** Opening Material shown block **

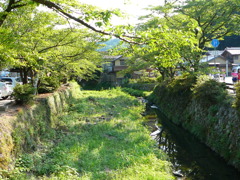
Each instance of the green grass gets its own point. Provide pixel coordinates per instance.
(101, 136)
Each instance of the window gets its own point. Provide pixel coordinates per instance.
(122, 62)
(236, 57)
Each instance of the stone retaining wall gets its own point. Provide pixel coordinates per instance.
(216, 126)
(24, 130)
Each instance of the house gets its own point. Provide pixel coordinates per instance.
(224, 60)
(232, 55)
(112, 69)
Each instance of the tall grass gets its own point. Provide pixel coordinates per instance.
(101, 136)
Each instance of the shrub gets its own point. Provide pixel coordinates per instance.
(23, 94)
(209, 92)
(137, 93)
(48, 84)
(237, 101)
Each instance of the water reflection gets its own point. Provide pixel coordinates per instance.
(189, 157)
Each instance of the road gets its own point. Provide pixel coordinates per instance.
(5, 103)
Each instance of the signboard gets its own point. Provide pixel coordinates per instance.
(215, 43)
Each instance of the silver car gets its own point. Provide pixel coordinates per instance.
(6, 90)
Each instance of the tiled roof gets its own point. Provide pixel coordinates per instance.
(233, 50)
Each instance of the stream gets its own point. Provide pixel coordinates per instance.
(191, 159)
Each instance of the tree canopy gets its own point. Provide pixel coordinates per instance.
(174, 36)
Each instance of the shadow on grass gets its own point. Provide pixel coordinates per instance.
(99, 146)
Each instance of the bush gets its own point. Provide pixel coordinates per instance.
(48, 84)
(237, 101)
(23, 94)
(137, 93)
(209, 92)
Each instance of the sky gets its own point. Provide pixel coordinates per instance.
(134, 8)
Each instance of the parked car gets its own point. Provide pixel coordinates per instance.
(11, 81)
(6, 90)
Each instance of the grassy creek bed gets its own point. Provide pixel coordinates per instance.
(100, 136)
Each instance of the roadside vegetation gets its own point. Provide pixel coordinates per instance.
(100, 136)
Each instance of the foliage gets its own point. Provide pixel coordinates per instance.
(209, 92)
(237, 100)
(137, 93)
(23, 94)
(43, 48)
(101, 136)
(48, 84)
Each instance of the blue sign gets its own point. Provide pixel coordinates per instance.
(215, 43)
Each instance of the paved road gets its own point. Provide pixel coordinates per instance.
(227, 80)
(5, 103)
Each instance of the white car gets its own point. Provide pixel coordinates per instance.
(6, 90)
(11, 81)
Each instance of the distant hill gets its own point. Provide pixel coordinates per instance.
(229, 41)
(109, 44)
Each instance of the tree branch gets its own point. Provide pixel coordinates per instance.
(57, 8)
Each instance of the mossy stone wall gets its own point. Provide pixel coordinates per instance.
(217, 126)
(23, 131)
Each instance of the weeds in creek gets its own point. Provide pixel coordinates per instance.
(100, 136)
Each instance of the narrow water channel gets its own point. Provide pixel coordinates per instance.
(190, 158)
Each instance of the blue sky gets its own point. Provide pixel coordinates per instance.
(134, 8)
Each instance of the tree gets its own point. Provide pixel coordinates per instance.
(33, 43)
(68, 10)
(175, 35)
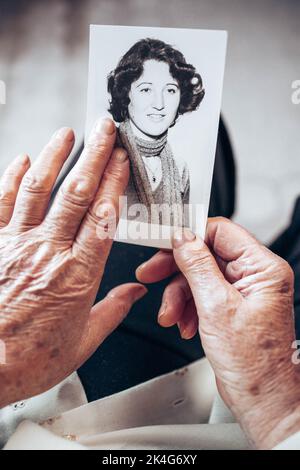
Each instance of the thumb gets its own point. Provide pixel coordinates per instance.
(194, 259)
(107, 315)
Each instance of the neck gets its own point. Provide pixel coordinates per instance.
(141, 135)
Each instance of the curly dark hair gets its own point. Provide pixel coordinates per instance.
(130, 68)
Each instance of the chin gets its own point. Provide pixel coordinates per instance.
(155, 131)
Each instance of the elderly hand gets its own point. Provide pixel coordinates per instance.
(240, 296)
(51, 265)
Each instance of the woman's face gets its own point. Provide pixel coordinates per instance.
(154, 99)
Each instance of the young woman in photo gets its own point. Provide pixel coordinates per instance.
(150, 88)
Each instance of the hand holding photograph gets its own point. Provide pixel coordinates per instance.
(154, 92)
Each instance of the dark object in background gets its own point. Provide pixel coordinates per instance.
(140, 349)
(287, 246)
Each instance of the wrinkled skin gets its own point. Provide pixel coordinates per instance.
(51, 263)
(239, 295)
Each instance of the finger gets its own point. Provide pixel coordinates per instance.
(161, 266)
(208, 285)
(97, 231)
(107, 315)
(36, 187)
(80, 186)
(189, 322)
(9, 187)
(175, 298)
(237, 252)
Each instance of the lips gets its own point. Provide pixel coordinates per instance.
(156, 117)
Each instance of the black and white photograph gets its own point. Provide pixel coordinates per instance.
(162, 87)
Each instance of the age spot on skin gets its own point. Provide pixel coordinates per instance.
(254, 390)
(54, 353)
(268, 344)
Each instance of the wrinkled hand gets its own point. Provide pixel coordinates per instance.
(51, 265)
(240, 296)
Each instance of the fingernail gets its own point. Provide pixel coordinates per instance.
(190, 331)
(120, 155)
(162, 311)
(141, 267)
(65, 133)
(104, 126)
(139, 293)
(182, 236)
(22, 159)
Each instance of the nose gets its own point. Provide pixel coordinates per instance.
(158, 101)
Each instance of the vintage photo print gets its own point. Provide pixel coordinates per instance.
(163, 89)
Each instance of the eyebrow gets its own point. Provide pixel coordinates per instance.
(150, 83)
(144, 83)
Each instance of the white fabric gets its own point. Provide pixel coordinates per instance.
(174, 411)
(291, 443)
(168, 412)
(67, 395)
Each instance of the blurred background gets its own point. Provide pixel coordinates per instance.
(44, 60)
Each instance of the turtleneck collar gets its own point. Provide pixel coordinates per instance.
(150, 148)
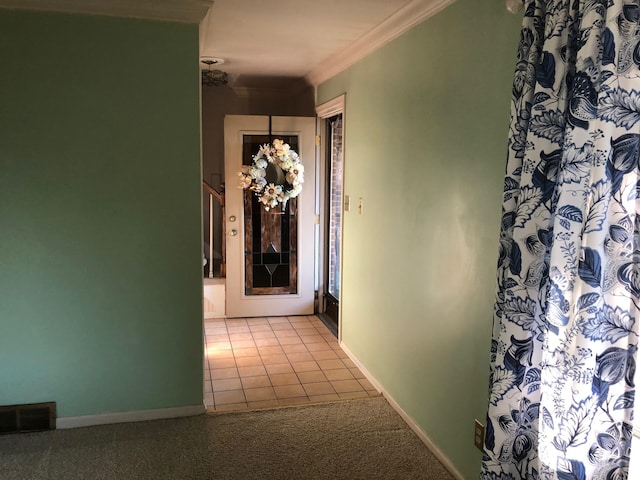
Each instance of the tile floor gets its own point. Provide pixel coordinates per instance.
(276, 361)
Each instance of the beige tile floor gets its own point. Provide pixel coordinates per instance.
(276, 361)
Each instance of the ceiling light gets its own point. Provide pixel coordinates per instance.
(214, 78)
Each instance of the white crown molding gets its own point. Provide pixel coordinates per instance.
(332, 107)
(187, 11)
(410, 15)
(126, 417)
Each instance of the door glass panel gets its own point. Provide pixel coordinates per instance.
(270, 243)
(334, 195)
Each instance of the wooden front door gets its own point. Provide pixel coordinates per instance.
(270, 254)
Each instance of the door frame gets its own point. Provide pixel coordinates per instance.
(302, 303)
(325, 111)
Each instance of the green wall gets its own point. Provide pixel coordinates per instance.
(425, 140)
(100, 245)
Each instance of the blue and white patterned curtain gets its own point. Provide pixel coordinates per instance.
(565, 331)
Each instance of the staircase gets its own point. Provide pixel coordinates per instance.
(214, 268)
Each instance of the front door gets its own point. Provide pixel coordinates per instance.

** Closing Material shown block **

Directions: When you copy the entries above, reproduce each line exactly and leave out any pictures.

The completed task:
Each instance of the green grass gets its own point. Provide pixel coordinates per instance.
(101, 136)
Each instance of the window gets its own point. Provide pixel coordinates per instance.
(122, 62)
(236, 57)
Each instance of the stone retaining wall gets its own point. Provide pixel coordinates per instance.
(216, 126)
(24, 130)
Each instance of the house gets its own point. Provide pixel coordinates per instance.
(224, 60)
(232, 55)
(112, 69)
Each instance of the tall grass gets its own point. Provide pixel coordinates per instance.
(101, 136)
Each instance of the shrub gets its own point. Provide pixel coordinates per instance.
(23, 94)
(209, 92)
(137, 93)
(48, 84)
(237, 101)
Each instance of the water reflection gets its own point. Provide pixel coordinates per instance.
(189, 157)
Each instance of the road gets its own point. Provide pixel coordinates per instance.
(5, 103)
Each instance of the signboard gets its own point. Provide pixel coordinates per instance.
(215, 43)
Each instance of the silver car gets its own point. Provide pixel coordinates per instance.
(6, 90)
Each instance of the tiled roof gets its own point. Provide pixel coordinates per instance.
(233, 50)
Each instance of the stream gets its own point. Provide pixel coordinates per instance.
(191, 159)
Each instance of the tree canopy gets its own point. Provide pixel coordinates per instance.
(174, 36)
Each instance of the shadow on grass gets its own point. Provide pixel coordinates per instance.
(99, 146)
Each instance of the bush gets its own point. Provide pixel coordinates per instance.
(48, 84)
(237, 101)
(23, 94)
(137, 93)
(209, 92)
Each instance of the sky gets its own point. Provide pixel coordinates per instance.
(134, 8)
Each instance of the parked car gets its own point. Provide pixel coordinates per instance.
(11, 81)
(6, 90)
Each instance of the grassy creek bed gets its own point. Provide pixel coordinates per instance.
(100, 136)
Each instance of the roadside vegetation gets its own point. Provide pixel coordinates per instance.
(100, 136)
Each instance of the foliage gets its own point. Provide pixel coordinates per instance.
(209, 92)
(237, 100)
(137, 93)
(23, 94)
(43, 48)
(101, 136)
(48, 84)
Each instance of the blue sign gets its own point. Provide pixel coordinates per instance.
(215, 43)
Each instance of the paved road gets its own point. Provide pixel coordinates per instance.
(227, 80)
(5, 103)
Each instance of the white car gets its own point. Provide pixel coordinates per instance.
(6, 90)
(11, 81)
Each instance of the distant hill gets its own point. Provide pixel coordinates per instance.
(229, 41)
(109, 44)
Each instance of the tree branch gets its own point. Provide pixel coordinates per instance.
(57, 8)
Each instance of the mossy stone wall gets its own point. Provide pixel coordinates per instance.
(217, 126)
(23, 131)
Each instance of the weeds in creek gets its own point. Provide pixel coordinates per instance.
(100, 136)
Each instance of the narrow water channel gets its own point. Provide pixel coordinates per instance.
(190, 158)
Each instance of the blue sky gets its own point. Provide pixel coordinates per instance.
(134, 8)
Each instance of the tree gets its own point. Provide pixel coordinates per instance.
(33, 43)
(68, 10)
(175, 35)
Each instance of the thumb gets its own point. Provide pixel coordinates per instance.
(194, 259)
(107, 315)
Each instance of the neck gets its own point. Provide pixel coordinates per instance.
(141, 135)
Each instance of the curly dark hair gets its own point. Provide pixel coordinates per instance.
(130, 68)
Each instance of the chin gets its own point. Provide pixel coordinates per instance.
(155, 131)
Each instance of the elderly hand gets its own point. Provide pixel coordinates per instance.
(240, 296)
(51, 265)
Each instance of the woman's face gets its own point. Provide pixel coordinates per instance.
(154, 99)
Each instance of the young woman in photo gets its own point. Provide pixel coordinates per instance.
(150, 88)
Each instance of the hand holding photograph gets its own point. Provide pixel coordinates per instance.
(154, 92)
Each instance of the dark object in background gets its own point. Provide pixel coordinates per instance.
(140, 349)
(287, 246)
Each instance of the wrinkled skin gets its own point. Provide pixel coordinates per instance.
(51, 263)
(239, 295)
Each instance of the finger gets its own point. Provide pixel coordinates per instance.
(161, 266)
(208, 285)
(97, 231)
(107, 315)
(36, 187)
(80, 186)
(189, 322)
(9, 187)
(175, 298)
(237, 252)
Each instance of the lips gets its own point. Provide pixel coordinates per instance.
(156, 117)
Each instance of the black and white photograph gets its own point. Provide pixel coordinates per instance.
(162, 87)
Each instance of the age spot on skin gets its own point. Provide pixel coordinates per instance.
(254, 390)
(54, 353)
(268, 344)
Each instance of the wrinkled hand gets its own point. Provide pixel coordinates per instance.
(51, 265)
(240, 296)
Each instance of the fingernail gets its own point. Provide pixel coordinates per instance.
(190, 331)
(120, 155)
(162, 311)
(141, 267)
(65, 133)
(104, 126)
(139, 293)
(182, 236)
(22, 159)
Each instance of the nose gets its own point. Provide pixel coordinates per instance.
(158, 101)
Each instance of the vintage photo print gets its own point. Provide pixel coordinates per instance.
(163, 89)
Each instance of the eyebrow gets its own point. Provide pixel coordinates per instance.
(150, 83)
(144, 83)
Each instance of the white fabric gets its own point. Provide pixel coordinates per instance.
(174, 411)
(291, 443)
(168, 412)
(67, 395)
Each instance of the blurred background gets its own point. Provide pixel coordinates per instance.
(44, 60)
Each instance of the turtleneck collar gets its own point. Provide pixel coordinates per instance.
(150, 148)
Each instance of the tile floor gets its own point. Provide pixel coordinates per instance.
(276, 361)
Each instance of the beige tile floor gets its own point. Provide pixel coordinates per instance.
(276, 361)
Each instance of the ceiling light gets its own point. Provide pixel coordinates per instance.
(214, 78)
Each instance of the white crown molding gets its own point. Provide pixel coordinates per instance.
(332, 107)
(187, 11)
(410, 15)
(126, 417)
Each instance of the door glass panel gets its own point. Provide pixel coordinates per instance.
(270, 243)
(334, 195)
Each instance of the wooden front door gets its own point. Provide pixel coordinates per instance.
(270, 254)
Each instance of the door frame gets its own point. Provide pixel coordinates per instance.
(302, 303)
(325, 111)
Each instance of the green wall gets its own point. Provide pixel coordinates per instance.
(425, 140)
(100, 245)
Each instance of the blue and white patterned curtain gets its own point. Provide pixel coordinates per instance.
(565, 331)
Each instance of the staircase gets its own point. Provide pixel coordinates per instance.
(214, 268)
Each instance of the front door gets its own point. Provide pixel coordinates per instance.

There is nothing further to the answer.